---- Excerpted data
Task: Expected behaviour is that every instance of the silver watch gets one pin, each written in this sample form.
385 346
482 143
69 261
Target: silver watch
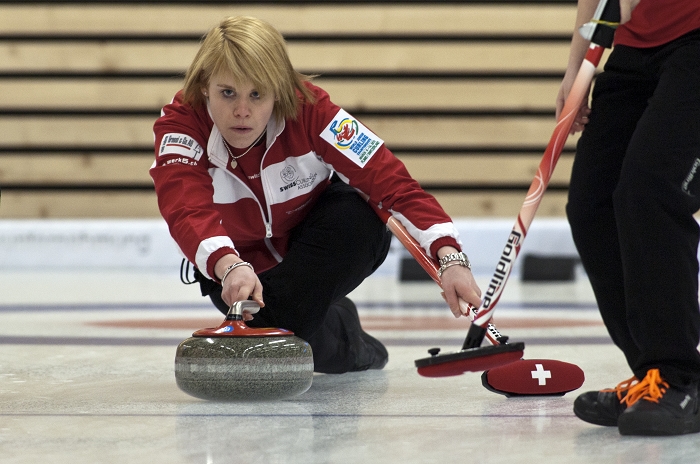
--------
• [What the task asks]
Please repeat the lines of these records word for word, leaving the pictures out of your answer.

• [The output]
Task: Expected behaviour is that every instance of the silver watch gets one pin, each written in this sample form.
385 346
482 143
69 261
Target: silver watch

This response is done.